┌─ Excerpt to read

Re:how museums make art history -who carries the weight?

[ Thread ][ Subject ][ Author ][ Date ]
Betty Bowen (
Wed, 10 Feb 1999 09:49:24 -0600

Like any profession, there are generally held views in art history, but
those are a moving target, filtered through the fashionable thinking of the
time and the cultural baggage the curator/writer brings to the project.

An example of how Art History can be made - (Judy will know what I'm talking
about!)There was a "blockbuster" exhibit here in OK last year that was based
on (to me) pretty shaky ground - a possible link between two famous
landscape painters. One painter is heavily represented in a local collection
but didn't draw crowds and the other a major international crowd-pleaser
with an exhibit available for tour - not likely coming to Oklahoma.

One local museum had collection #1, another was having trouble paying for
their new elaborate building addition. The two museums got together and were
able to "land" artist #2 because they were able to present an "influence"
theory to artist #1. A real coup! Promoted the heck out of it - it even
made the cover of the city phone book for the year. Whether or not there
really was a significant link of influence faded in importance next to the
ticket sales, but now the public here "accepts" that there was, with the
added bonus of the local collection appearing a little more important
because of the new perception of the artist's association with painter #2.

└─
┌─ Information shown

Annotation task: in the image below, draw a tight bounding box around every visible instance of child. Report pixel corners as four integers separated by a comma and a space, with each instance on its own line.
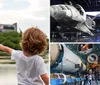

└─

__Instruction__. Can you copy the post about how museums make art history word for word, from "An example of" up to and including "coming to Oklahoma."?

__Answer to this exercise__.
An example of how Art History can be made - (Judy will know what I'm talking
about!)There was a "blockbuster" exhibit here in OK last year that was based
on (to me) pretty shaky ground - a possible link between two famous
landscape painters. One painter is heavily represented in a local collection
but didn't draw crowds and the other a major international crowd-pleaser
with an exhibit available for tour - not likely coming to Oklahoma.